### Set exercise
Output each line of the material exactly as it stands.

### Data provided
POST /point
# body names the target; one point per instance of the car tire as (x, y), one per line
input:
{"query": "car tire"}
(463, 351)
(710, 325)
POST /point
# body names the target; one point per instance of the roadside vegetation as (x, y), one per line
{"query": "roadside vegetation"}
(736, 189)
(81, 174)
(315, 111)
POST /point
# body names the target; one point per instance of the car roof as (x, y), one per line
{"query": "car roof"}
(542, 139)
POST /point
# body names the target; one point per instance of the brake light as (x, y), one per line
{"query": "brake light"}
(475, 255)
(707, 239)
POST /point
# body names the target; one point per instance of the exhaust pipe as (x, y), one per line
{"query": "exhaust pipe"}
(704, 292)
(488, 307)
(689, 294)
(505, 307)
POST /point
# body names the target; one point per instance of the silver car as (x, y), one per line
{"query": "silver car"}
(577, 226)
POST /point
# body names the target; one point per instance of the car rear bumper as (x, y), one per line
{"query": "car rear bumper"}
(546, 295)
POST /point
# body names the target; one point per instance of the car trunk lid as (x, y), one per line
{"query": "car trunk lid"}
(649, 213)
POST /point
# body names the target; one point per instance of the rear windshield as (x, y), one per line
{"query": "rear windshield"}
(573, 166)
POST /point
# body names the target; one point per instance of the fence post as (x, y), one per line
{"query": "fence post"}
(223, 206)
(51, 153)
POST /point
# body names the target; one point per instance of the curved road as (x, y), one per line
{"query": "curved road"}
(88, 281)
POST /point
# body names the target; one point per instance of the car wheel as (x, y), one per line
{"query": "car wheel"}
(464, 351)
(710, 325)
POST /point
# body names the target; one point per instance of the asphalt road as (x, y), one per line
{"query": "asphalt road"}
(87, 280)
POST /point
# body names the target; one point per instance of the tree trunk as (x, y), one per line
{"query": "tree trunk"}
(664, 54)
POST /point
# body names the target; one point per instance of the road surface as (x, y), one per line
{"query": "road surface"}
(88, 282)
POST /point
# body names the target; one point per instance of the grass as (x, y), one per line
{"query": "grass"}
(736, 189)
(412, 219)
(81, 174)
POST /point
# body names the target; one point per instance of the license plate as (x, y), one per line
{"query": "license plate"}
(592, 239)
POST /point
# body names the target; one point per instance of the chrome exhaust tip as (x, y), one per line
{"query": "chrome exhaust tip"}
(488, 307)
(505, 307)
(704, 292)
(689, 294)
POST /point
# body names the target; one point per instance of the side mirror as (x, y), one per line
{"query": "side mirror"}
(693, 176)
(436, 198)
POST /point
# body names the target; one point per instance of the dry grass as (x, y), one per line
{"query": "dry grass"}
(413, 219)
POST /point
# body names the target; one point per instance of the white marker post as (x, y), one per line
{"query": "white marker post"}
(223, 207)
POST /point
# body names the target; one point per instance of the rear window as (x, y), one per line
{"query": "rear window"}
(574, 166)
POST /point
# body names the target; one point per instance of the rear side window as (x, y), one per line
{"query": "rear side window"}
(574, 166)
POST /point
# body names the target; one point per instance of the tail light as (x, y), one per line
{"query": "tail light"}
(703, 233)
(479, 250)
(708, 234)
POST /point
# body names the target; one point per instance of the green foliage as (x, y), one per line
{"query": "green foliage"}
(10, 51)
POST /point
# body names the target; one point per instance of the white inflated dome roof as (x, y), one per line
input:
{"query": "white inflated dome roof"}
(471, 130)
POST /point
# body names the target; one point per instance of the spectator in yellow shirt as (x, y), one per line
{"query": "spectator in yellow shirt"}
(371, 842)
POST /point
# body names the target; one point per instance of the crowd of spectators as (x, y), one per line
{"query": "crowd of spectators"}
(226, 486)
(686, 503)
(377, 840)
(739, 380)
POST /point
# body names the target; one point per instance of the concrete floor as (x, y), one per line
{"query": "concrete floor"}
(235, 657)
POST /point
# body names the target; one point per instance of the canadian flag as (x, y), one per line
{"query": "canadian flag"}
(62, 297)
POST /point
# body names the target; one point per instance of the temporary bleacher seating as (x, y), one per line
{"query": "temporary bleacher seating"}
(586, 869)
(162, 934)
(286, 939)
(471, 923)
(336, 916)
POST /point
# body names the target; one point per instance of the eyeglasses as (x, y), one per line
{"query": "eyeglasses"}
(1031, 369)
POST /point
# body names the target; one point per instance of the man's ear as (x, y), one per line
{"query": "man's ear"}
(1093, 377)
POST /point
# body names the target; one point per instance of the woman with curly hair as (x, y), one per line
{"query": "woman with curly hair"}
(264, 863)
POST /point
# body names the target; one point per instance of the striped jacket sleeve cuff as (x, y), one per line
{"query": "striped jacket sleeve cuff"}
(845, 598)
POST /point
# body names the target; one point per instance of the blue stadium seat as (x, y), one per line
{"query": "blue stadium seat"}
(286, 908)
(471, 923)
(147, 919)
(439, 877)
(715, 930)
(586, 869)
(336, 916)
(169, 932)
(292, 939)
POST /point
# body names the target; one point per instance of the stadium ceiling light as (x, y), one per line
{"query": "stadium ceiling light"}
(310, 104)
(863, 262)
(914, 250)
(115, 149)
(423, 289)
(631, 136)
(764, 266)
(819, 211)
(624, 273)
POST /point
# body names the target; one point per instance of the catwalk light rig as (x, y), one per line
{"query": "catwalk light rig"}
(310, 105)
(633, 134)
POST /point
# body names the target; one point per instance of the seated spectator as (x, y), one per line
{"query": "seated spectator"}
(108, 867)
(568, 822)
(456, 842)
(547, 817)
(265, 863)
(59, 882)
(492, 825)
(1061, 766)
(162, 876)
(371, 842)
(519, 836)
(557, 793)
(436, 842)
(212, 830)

### Solution for this task
POST /point
# body names the target; one point per instance of the car tire as (x, y), one per line
input:
{"query": "car tire"}
(463, 351)
(710, 325)
POST /point
# body names the target; one point per instance of the roadside vegetation as (x, y), one per line
{"query": "roadside vegetation"}
(736, 189)
(81, 174)
(315, 111)
POST /point
# body names the target; one point per instance of the car roof as (x, y), one per line
{"query": "car roof"}
(542, 139)
POST /point
# body names the target; one point per instance of the brake light as (x, y), one per line
{"query": "brake light"}
(475, 255)
(707, 239)
POST /point
# body names the target; one point per instance of the exhaust pipe as (x, y), one per line
{"query": "exhaust pipe"}
(704, 292)
(488, 307)
(689, 294)
(505, 307)
POST /point
# body names the target; one point per instance of the silver car as (x, y), one per line
{"query": "silver car"}
(577, 226)
POST /point
# body names the target; one point per instance of the car rear bumper as (x, y), one per line
{"query": "car rear bumper"}
(546, 295)
POST /point
# body names the target; one point per instance of the car trunk lid as (x, y), one per line
{"query": "car trunk lid"}
(649, 213)
POST /point
# body names the target; one point per instance of the rear windshield as (x, y), one per line
{"query": "rear windshield"}
(573, 166)
POST /point
# body names the target; one point per instance of the fence post as (x, y), one per line
{"query": "fence post"}
(223, 206)
(51, 153)
POST /point
# body names the target; one point per instance of the curved road as (x, y), one per line
{"query": "curved road"}
(88, 281)
POST /point
# body names the target; one point per instance of the car wheel as (x, y), one per line
{"query": "car wheel"}
(464, 351)
(710, 325)
POST /point
# body names the target; one point per instance of the asphalt road as (x, y), one per line
{"query": "asphalt road"}
(87, 280)
POST /point
# body names the target; one point per instance of the tree trunk as (x, y), one per line
{"query": "tree trunk"}
(664, 54)
POST /point
# body names the target; one point per instance of the road surface as (x, y), one per line
{"query": "road surface"}
(88, 282)
POST /point
# body names the target; one point per instance of the grass as (x, y), one per line
{"query": "grass"}
(736, 189)
(412, 219)
(81, 174)
POST /point
# body names the target; one point per instance of the license plate as (x, y), one per line
{"query": "license plate"}
(592, 239)
POST /point
# body names the target; one point per instance of the chrome exhaust tip as (x, y), one per line
{"query": "chrome exhaust tip"}
(488, 307)
(505, 307)
(704, 292)
(689, 294)
POST /point
# body names the target; one point per instance of the side mirror as (x, y), one per line
{"query": "side mirror"}
(693, 176)
(436, 198)
POST /point
# body names the target; one point per instance of the dry grass as (x, y), one per line
{"query": "dry grass"}
(413, 219)
POST /point
# body names the target; one point per instance of the white marker post as (x, y), one per line
{"query": "white marker post"}
(223, 207)
POST /point
# body names the target; one point per instance of the rear window as (x, y), one per line
{"query": "rear window"}
(574, 166)
POST /point
# body names the target; one point per instance of the rear side window as (x, y), one per line
{"query": "rear side window"}
(574, 166)
POST /point
# body names the target; one point per instance of the tail light as (x, y), one per line
{"query": "tail light"}
(703, 233)
(479, 250)
(708, 234)
POST /point
# body names the target; one point per instance of the green foliage as (x, y), one per line
{"query": "green foliage"}
(10, 51)
POST /point
# body names the target; one point per instance of the white inflated dome roof as (x, y), one per line
input:
{"query": "white inflated dome roof"}
(471, 130)
POST /point
# body names the target; one point per instance of the spectator in yellow shirt as (x, y), one per line
{"query": "spectator in yellow shirt"}
(371, 842)
POST /point
# body names the target; one point per instance of the crowd of spectators as (x, y), one per line
{"query": "crowd of spectators"}
(226, 486)
(686, 503)
(377, 840)
(739, 380)
POST /point
# body names the target; one point per instance of the concrete floor as (x, y), one per line
{"query": "concrete floor"}
(235, 657)
POST /point
# body names the target; one point per instance of the canadian flag as (x, y), one per line
{"query": "canadian flag"}
(62, 297)
POST /point
# body names the target; one point per instance of the temporary bleacher seating as (x, y), one per line
{"query": "temporary bleacher seating"}
(586, 869)
(162, 934)
(286, 939)
(471, 923)
(336, 916)
POST /point
# body names the target; one point per instance of the eyeglasses as (x, y), one per line
{"query": "eyeglasses"}
(1031, 369)
POST /point
# body names the target; one point per instance of the man's ear as (x, y), one per line
{"query": "man's ear"}
(1093, 377)
POST /point
# body names the target; one point per instance of the woman with curly hair as (x, y), one per line
{"query": "woman with curly hair"}
(264, 863)
POST /point
# body names the target; one point per instance of the striped jacket sleeve cuff as (x, y), one per line
{"query": "striped jacket sleeve cuff"}
(845, 598)
POST /point
# body names the target; one point per instance of the blue stadium seat as (x, y), one per line
{"query": "blue stadium seat"}
(286, 908)
(471, 923)
(147, 919)
(439, 877)
(715, 930)
(586, 869)
(336, 916)
(169, 932)
(292, 939)
POST /point
# body names the target; one point per instance of the stadium ceiling light as (x, y), one per line
{"query": "stadium ceiling light"}
(310, 104)
(863, 262)
(914, 250)
(115, 149)
(423, 289)
(631, 136)
(764, 266)
(819, 211)
(624, 273)
POST /point
# body names the target; one point per instance of the catwalk light rig as (x, y), one per line
{"query": "catwalk light rig"}
(310, 105)
(633, 134)
POST /point
# body names the target; one point per instance of the seated spectator as (x, y), one per line
{"query": "seated spectator"}
(108, 867)
(568, 822)
(456, 842)
(547, 817)
(265, 863)
(59, 882)
(492, 825)
(1061, 766)
(162, 876)
(371, 842)
(519, 836)
(557, 793)
(436, 842)
(212, 830)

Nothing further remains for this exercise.